▶ What is being asked: Every entry must be printed again exactly, with nothing left out.

▶ Dataset items:
****************************************

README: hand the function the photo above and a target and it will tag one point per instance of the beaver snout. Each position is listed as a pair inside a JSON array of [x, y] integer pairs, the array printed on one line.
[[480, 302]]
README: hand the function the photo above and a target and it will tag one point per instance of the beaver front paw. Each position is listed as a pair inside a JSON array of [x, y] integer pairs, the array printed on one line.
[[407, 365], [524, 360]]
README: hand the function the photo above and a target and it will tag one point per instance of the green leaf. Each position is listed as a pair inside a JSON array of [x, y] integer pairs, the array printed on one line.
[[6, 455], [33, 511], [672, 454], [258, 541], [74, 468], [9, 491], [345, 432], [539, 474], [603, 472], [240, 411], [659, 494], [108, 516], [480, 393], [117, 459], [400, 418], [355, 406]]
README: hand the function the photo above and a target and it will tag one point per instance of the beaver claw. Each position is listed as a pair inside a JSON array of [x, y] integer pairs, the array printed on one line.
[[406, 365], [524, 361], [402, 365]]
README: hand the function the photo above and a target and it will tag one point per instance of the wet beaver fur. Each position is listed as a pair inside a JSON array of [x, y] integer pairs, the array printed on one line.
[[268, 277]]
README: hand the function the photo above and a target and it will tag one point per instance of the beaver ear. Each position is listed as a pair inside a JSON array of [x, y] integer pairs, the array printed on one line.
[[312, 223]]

****************************************

▶ Result of this exercise:
README: hand the function the photo above and a target and it will tag one point per instance of the beaver snout. Each position is listed as a pair inside a JSON array of [x, y] integer pairs, the array printed on one line.
[[480, 302]]
README: hand the function the photo above and a target and it will tag one point per instance of the beaver front paw. Each position is listed as a pair inside a JSON array of [x, y] integer pairs, the array printed on one line.
[[407, 365], [524, 360]]
README: hand the function the photo above and a target and it will tag one point per instance of the green leaf. Each position is listed as a pair inside a JSON array of [x, y] integer pairs, the array printed on one line.
[[6, 455], [33, 511], [672, 454], [258, 541], [74, 468], [9, 491], [345, 432], [539, 474], [603, 472], [240, 411], [659, 494], [108, 516], [480, 393], [117, 459], [400, 418], [355, 406]]
README: hand the function the photo above and a target and it will tag one point per instance of the beaver claw. Each position is listed as a pair inside a JSON array of [x, y] integer pairs, the array printed on one line.
[[406, 365], [524, 361], [402, 365]]
README: hand the function the photo above and a target and it will tag one point per instance of the wet beaver fur. Each position is listed as a pair inside a JSON array of [x, y] integer pairs, the array printed on one line.
[[268, 277]]
README: hand the function the photo above and a target and it will tag one point per instance of the beaver ear. Each position is listed as a pair inside a JSON array of [x, y] integer pairs, the array printed on one line.
[[312, 223]]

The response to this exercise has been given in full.